:: Brief ::
Return all the records below word for word, with every line unchanged.

:: Dataset excerpts ::
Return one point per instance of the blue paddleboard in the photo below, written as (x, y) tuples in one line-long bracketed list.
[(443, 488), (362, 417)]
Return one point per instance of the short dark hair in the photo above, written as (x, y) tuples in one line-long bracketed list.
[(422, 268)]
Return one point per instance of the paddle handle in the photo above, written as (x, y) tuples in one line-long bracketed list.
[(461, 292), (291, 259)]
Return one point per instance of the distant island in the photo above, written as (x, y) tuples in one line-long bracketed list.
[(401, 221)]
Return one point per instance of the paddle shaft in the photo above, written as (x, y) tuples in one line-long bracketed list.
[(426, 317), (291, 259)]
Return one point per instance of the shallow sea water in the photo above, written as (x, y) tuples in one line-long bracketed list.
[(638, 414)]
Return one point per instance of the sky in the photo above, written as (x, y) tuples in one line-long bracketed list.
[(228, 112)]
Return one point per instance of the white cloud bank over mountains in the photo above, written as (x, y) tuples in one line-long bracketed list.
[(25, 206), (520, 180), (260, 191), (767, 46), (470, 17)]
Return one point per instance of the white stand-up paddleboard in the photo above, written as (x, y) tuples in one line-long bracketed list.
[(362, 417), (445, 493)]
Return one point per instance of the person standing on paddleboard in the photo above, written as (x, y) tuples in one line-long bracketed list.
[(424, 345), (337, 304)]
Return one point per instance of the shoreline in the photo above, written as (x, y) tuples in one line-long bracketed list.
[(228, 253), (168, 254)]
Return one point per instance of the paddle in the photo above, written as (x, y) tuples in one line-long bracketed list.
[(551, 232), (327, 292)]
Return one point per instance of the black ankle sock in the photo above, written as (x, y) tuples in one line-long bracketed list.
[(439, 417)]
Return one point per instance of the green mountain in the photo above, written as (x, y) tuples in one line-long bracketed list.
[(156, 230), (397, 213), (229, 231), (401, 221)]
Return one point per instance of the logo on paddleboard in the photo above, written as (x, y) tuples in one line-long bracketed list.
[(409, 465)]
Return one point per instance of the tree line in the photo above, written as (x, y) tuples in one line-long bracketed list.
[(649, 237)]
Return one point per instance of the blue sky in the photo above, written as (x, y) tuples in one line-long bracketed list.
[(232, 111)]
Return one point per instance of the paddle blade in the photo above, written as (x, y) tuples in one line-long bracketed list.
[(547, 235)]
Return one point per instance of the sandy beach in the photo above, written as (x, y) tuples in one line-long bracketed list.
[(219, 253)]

:: Final result ::
Return one point per instance of the blue paddleboard in the photo below, written as (x, y) tuples in one line-long bracketed list.
[(443, 488), (362, 417)]
Return one point per instance of the short dark hair in the photo above, written as (x, y) tuples in one line-long bracketed list.
[(422, 268)]
Return one point per instance of the paddle handle in the photo above, written as (x, y) tuples in one line-long bracketed list.
[(461, 292), (291, 259)]
Return one point per instance of the distant island in the photo above, written as (x, y) tuples in one line-long bracketed list.
[(401, 221)]
Return one point per instance of the paddle shaft in the photo above, written as (x, y) tuples in one line-long bracketed list.
[(426, 317), (291, 259)]
Return one point per instance of the shallow sea water in the photo above, written as (x, y) tuples in one line-long bracketed list.
[(638, 414)]
Return one point per instance of the sky in the photo above, written as (x, y) tuples in one line-long bracketed list.
[(228, 112)]
Return one point per instance of the white cloud bank over mountains in the photo above, written as (x, y) tuples in one line-long bracketed list.
[(25, 206), (520, 180), (260, 191), (767, 46), (470, 17)]
Return one point per instance of the white stand-up paddleboard in the photo above, written as (x, y) tuples in one line-long bracketed list.
[(362, 417), (445, 493)]
Return one point per instance of the person standing on paddleboard in the photo above, written as (x, y) tuples in one line-long bracketed list.
[(424, 345), (337, 304)]
Return one point per instance of the shoreline in the photo above, written as (x, y) tuples in one line-long bracketed list.
[(228, 253), (168, 254)]
Return one point per instance of the paddle in the photo above, written as (x, y) tuples in one line-long bracketed list.
[(551, 232), (327, 292)]
Return one point per instance of the black ankle sock in the photo above, written as (x, y) tuples in one line-long bracketed list.
[(439, 417)]
Return one point per instance of the green mountain in the photo above, written as (x, y) tuples in one line-long bracketed list.
[(156, 230), (397, 213), (229, 231), (401, 221)]
Return one point per instance of the logo on paddleboard in the photo above, written as (x, y) tuples in one line-long bracketed list.
[(409, 465)]
Return one point per instance of the tree line in the photo above, written as (x, y) tuples in one line-long bracketed list.
[(649, 237)]
Return one point per instance of the blue sky in the photo above, written as (x, y) tuples in one line-long bracketed list.
[(232, 111)]
Return one point per instance of the paddle blade in the photo above, written as (x, y) tuples in one line-long bracketed list.
[(547, 235)]
Return one point per instance of the sandy beach in the photo above, written as (x, y) tuples in one line-long bracketed list.
[(219, 253)]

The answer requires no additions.